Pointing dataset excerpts
>>>
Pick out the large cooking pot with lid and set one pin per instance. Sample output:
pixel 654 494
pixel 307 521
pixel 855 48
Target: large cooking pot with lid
<<<
*Work to be completed*: Replace "cooking pot" with "stockpot" everywhere it appears in the material, and reproduce every line with nothing else changed.

*Answer for this exercise*:
Pick out the large stockpot with lid and set one pin per instance. Sample output:
pixel 654 494
pixel 307 521
pixel 855 48
Target: large stockpot with lid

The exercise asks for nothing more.